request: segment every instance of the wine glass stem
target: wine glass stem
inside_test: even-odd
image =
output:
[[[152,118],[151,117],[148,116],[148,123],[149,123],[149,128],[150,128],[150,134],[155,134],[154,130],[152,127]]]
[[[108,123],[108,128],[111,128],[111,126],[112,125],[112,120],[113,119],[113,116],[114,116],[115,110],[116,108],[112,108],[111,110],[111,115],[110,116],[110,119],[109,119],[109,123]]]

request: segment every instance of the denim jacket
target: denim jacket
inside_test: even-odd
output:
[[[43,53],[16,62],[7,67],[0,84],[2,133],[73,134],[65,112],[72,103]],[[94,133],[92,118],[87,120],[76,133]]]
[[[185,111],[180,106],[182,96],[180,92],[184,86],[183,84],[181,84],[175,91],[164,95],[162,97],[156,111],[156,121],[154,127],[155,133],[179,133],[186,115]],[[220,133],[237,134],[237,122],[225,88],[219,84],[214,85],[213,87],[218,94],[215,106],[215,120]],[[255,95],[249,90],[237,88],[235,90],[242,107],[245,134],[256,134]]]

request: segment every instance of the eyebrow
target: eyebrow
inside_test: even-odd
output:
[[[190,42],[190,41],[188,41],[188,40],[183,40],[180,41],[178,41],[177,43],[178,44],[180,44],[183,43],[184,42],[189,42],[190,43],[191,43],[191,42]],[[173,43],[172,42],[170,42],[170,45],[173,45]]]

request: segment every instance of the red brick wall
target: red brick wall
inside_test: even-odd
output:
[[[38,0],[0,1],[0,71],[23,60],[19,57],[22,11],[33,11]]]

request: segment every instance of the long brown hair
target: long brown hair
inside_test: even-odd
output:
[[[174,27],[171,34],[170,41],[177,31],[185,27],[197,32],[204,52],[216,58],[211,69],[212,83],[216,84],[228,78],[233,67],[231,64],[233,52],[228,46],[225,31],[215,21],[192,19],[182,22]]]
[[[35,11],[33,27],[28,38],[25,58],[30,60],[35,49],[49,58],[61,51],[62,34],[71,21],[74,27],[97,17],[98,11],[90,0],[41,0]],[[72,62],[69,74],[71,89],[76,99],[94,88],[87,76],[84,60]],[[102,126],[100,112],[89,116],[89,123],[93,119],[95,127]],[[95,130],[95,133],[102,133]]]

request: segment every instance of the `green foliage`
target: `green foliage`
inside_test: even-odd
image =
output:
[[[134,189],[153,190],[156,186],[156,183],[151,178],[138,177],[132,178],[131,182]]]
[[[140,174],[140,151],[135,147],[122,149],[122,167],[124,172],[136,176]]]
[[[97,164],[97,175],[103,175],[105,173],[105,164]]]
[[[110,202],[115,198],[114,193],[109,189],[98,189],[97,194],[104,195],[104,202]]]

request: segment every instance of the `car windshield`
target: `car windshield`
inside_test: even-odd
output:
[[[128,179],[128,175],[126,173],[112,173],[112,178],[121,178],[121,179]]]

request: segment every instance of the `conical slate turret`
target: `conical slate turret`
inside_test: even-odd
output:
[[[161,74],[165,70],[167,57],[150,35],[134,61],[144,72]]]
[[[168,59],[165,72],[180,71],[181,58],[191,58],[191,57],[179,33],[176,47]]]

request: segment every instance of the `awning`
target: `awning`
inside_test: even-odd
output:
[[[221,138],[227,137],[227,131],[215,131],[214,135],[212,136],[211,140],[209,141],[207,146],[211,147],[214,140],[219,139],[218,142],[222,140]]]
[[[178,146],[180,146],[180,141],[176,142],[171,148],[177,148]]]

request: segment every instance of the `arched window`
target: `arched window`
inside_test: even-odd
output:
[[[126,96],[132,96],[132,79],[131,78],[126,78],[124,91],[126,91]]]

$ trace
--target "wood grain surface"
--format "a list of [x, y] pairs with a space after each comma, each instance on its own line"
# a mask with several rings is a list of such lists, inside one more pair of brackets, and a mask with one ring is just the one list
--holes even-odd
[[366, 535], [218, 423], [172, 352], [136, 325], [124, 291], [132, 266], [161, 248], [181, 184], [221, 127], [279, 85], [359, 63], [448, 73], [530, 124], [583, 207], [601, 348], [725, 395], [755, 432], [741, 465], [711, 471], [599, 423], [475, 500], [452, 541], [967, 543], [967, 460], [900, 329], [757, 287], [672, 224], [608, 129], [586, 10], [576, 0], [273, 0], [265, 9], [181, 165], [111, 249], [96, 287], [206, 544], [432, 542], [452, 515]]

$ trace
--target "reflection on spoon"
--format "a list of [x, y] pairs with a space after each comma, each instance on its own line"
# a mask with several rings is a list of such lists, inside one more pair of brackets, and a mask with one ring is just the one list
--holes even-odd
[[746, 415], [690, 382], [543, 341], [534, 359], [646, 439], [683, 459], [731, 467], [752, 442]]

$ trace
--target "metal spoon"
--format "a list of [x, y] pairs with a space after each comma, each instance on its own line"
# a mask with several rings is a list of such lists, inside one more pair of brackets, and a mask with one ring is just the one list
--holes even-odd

▶ _Exercise prompt_
Collect every line of the items above that contains the word "eyebrow", matching case exactly.

▶ _Task answer_
request: segment every instance of the eyebrow
target: eyebrow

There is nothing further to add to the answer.